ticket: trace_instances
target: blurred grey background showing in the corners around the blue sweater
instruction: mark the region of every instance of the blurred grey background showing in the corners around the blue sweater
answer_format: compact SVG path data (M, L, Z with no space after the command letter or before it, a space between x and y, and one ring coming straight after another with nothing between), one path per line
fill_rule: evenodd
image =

+-------+

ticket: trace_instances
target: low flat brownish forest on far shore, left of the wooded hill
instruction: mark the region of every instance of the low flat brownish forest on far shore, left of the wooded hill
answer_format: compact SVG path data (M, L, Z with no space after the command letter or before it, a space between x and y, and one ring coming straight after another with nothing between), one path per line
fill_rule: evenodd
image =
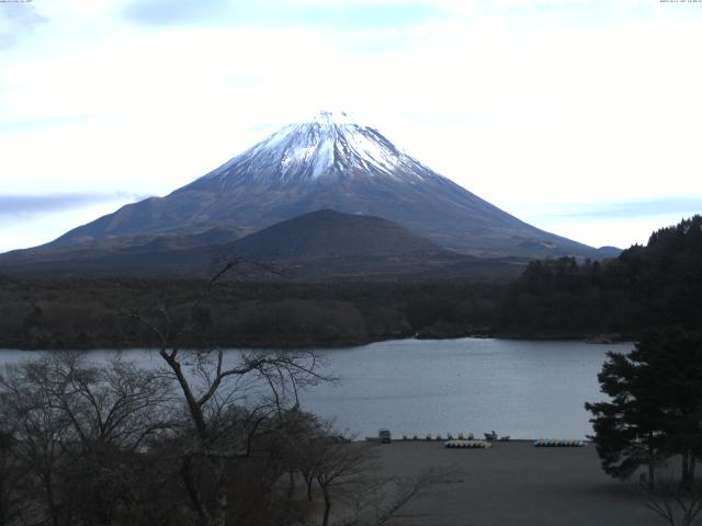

+-------+

▶ [Exercise instructions]
Reply with nothing but the number of lines in the entries above that hold the string "blurred".

▶ [Answer to this exercise]
2